▶ _Task statement_:
Each line below must be set down exactly; omit any image you find.

··· Information

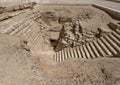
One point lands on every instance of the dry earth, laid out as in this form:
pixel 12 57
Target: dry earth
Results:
pixel 21 66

······

▶ _Your response_:
One point lands on every instance of the dry earth, laid out as in this form:
pixel 12 57
Target: dry earth
Results:
pixel 21 66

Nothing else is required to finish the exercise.